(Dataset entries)
^^^^^^^^^^^^^^^^

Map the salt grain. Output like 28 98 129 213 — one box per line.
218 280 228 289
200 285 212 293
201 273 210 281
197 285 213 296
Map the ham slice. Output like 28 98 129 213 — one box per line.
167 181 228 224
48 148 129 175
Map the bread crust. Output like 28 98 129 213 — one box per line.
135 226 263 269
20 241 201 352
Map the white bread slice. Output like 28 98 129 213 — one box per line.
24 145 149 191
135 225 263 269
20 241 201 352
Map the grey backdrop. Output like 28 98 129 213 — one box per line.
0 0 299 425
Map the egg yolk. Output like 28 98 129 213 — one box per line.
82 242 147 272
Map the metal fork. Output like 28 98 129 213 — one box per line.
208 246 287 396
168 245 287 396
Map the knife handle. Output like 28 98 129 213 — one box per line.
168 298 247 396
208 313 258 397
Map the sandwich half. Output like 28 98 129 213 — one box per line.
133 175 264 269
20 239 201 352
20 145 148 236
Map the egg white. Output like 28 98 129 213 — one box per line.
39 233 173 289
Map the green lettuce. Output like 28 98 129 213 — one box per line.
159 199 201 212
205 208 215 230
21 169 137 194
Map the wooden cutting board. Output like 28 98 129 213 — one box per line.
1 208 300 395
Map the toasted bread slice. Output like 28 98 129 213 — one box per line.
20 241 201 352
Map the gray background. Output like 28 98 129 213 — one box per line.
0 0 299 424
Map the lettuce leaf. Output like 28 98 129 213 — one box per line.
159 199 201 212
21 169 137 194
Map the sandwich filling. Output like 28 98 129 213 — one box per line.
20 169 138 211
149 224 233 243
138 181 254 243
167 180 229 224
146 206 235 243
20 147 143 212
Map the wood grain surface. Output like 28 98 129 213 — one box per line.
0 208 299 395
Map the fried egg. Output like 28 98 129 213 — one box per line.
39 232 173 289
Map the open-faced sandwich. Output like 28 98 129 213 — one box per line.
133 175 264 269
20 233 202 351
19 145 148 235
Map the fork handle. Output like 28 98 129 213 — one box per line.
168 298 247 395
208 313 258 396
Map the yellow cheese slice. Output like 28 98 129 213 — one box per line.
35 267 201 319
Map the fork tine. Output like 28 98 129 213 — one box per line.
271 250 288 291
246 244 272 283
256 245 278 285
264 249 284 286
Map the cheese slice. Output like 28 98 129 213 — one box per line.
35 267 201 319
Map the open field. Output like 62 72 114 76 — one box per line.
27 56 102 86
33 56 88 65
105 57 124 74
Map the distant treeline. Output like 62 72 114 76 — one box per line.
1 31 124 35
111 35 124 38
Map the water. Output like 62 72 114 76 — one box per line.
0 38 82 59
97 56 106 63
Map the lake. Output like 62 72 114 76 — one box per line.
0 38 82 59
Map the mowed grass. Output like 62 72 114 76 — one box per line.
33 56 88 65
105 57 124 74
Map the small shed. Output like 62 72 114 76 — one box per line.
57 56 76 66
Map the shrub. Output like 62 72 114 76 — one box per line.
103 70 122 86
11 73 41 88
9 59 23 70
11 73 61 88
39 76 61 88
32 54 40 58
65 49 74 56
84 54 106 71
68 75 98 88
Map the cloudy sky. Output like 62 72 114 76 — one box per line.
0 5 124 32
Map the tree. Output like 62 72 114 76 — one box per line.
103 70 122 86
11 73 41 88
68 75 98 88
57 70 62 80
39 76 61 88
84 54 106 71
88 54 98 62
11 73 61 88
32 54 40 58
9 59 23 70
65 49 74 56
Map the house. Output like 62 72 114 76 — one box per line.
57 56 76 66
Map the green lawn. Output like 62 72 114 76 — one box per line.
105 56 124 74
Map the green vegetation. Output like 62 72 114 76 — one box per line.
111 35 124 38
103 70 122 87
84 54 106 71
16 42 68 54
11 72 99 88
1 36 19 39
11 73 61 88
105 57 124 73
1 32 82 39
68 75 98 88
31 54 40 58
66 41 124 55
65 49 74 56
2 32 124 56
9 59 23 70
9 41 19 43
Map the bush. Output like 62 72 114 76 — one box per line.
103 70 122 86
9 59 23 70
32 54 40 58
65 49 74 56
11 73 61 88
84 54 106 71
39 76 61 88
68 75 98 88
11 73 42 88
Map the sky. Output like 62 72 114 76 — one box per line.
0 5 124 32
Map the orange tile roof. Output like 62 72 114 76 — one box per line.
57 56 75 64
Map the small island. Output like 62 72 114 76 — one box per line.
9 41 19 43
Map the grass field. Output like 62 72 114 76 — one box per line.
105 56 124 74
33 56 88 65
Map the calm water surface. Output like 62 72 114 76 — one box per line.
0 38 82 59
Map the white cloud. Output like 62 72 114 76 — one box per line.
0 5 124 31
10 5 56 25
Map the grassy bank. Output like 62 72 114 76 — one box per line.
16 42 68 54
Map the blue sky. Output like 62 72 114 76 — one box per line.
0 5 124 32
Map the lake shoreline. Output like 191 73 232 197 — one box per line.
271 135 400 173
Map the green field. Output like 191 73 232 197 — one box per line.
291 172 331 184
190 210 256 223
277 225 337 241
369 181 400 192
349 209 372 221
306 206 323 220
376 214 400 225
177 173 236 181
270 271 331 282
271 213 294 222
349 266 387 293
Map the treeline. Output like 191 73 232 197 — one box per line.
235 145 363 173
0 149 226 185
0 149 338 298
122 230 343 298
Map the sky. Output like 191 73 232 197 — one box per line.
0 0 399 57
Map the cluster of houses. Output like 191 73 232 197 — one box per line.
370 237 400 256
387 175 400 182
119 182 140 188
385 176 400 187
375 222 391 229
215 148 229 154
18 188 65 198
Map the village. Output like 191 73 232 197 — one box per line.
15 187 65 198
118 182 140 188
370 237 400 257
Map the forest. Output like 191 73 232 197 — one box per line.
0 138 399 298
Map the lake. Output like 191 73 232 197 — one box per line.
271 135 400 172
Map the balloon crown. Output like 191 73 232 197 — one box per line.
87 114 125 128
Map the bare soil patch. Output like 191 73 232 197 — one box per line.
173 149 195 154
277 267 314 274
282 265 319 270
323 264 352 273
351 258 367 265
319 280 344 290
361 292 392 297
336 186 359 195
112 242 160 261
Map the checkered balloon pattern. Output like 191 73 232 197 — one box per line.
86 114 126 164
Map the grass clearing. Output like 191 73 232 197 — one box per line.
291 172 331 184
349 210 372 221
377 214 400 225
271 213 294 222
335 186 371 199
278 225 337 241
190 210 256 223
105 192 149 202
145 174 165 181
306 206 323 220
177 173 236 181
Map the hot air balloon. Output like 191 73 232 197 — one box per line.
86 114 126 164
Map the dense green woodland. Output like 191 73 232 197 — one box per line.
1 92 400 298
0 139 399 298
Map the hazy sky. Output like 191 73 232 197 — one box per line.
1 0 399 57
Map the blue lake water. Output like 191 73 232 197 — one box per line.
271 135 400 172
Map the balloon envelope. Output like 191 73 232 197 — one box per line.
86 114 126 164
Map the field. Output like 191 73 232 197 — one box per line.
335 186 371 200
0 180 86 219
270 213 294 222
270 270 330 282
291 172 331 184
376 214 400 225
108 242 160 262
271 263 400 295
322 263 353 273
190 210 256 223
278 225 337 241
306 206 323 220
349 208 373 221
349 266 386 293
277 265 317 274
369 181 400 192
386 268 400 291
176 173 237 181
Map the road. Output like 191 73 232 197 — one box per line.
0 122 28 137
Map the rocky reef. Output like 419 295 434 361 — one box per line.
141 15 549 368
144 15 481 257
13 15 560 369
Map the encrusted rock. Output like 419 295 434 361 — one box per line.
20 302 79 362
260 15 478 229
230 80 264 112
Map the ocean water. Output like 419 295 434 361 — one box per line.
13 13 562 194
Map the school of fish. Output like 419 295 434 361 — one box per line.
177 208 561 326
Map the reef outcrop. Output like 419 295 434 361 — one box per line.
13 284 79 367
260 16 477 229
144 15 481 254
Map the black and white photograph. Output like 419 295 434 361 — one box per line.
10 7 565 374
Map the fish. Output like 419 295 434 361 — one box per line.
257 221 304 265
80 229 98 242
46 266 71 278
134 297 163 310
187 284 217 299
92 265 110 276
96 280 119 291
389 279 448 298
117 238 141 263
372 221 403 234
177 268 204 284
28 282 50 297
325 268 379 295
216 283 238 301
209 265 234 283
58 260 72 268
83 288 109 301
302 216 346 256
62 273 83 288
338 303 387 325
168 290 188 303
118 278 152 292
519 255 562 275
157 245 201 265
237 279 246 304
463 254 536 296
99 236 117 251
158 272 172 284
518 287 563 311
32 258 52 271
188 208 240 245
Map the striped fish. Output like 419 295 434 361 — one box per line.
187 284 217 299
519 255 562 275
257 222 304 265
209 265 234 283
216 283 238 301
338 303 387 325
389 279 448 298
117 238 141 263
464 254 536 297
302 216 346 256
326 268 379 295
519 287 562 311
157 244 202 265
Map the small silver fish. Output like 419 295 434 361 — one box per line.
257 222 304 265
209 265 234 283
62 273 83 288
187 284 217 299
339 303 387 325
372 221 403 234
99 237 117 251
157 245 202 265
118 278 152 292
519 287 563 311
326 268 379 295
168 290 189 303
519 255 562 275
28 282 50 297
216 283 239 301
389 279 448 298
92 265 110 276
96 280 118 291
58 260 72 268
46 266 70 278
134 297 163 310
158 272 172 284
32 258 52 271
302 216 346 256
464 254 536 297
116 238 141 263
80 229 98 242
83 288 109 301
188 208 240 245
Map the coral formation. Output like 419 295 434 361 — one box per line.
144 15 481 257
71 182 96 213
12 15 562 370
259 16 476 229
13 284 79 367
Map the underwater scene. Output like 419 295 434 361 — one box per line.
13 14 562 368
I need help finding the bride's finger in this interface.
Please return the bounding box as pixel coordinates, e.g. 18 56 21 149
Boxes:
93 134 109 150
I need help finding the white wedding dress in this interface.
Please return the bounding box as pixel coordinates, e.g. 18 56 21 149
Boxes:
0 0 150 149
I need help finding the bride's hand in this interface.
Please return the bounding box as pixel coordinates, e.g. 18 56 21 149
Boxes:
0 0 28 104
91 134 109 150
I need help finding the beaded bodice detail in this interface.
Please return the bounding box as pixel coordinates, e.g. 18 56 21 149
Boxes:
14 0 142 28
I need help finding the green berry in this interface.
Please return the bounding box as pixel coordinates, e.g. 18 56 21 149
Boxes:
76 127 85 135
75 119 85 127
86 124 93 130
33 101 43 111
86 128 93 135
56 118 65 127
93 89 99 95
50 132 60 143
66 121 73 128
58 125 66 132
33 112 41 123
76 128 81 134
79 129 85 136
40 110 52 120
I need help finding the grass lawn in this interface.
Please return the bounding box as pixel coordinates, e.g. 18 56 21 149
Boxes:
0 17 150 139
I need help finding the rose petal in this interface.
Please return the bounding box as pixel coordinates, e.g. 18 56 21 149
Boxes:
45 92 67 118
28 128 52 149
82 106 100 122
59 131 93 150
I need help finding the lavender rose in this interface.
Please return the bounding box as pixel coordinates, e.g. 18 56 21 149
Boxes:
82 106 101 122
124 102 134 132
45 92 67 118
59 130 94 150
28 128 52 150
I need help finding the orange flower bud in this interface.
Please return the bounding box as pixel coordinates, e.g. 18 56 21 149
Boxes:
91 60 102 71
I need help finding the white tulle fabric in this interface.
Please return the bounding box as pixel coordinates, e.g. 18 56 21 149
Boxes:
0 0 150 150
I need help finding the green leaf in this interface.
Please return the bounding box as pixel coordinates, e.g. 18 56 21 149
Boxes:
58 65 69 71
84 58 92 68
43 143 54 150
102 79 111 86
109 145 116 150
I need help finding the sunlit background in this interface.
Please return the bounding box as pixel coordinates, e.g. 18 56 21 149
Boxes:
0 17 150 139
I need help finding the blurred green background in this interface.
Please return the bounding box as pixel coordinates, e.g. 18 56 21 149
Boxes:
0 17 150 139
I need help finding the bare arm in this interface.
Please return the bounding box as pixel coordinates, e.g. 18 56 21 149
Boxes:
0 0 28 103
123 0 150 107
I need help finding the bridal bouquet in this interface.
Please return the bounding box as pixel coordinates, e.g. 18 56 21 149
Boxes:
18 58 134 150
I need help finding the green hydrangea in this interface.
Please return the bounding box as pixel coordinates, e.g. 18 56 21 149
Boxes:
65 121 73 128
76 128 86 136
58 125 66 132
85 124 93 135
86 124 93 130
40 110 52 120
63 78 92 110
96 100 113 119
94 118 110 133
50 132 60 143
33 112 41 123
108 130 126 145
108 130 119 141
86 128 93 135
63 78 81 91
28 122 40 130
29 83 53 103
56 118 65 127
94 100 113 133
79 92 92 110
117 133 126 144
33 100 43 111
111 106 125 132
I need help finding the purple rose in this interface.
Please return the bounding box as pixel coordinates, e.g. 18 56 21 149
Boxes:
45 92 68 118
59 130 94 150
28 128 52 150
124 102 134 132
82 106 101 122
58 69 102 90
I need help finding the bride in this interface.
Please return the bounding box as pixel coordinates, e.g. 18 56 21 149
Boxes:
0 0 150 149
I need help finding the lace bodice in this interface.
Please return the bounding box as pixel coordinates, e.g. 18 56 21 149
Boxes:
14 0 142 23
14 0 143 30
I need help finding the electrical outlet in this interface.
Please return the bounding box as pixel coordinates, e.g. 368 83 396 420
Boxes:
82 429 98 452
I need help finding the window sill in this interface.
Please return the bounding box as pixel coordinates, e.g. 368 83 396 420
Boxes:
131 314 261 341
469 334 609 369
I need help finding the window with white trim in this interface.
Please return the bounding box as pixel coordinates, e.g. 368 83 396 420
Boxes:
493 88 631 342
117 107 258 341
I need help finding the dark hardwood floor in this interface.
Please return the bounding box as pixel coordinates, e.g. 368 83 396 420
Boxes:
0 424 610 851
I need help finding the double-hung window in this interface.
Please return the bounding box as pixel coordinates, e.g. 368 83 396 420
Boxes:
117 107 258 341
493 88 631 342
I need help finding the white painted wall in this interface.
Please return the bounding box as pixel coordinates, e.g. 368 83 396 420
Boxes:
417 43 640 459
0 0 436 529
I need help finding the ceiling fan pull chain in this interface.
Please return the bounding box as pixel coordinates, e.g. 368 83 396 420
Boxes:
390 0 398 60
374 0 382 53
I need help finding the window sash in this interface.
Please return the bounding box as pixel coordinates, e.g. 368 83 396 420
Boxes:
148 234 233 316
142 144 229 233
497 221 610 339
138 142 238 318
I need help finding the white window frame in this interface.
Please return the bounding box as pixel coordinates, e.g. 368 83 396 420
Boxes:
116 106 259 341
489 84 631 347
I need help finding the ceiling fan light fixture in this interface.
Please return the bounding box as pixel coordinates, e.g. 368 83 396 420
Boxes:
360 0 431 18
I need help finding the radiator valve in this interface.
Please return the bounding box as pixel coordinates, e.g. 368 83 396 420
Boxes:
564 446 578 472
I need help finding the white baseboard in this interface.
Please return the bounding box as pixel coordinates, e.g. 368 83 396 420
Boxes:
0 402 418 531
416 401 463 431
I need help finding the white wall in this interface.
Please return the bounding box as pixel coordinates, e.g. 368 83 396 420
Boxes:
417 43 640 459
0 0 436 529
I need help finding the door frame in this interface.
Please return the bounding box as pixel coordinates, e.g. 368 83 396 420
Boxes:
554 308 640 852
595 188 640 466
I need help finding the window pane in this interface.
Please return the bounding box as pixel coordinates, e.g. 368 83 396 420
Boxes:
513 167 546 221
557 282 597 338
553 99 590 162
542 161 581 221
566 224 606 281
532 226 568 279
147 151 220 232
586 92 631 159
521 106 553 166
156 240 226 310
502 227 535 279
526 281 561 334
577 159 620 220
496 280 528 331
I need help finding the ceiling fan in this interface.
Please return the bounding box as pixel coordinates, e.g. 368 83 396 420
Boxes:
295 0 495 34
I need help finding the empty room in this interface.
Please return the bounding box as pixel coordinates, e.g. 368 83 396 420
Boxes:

^^^^^^^^^^^^^^^^

[DIRECTIONS FOR THIS TASK]:
Pick out the lines above that hold the string "bodice" and show them.

[SOLUTION TO THIS PROBLEM]:
I need help finding the beaded bodice detail in this interface.
I need help finding the lace bodice in this interface.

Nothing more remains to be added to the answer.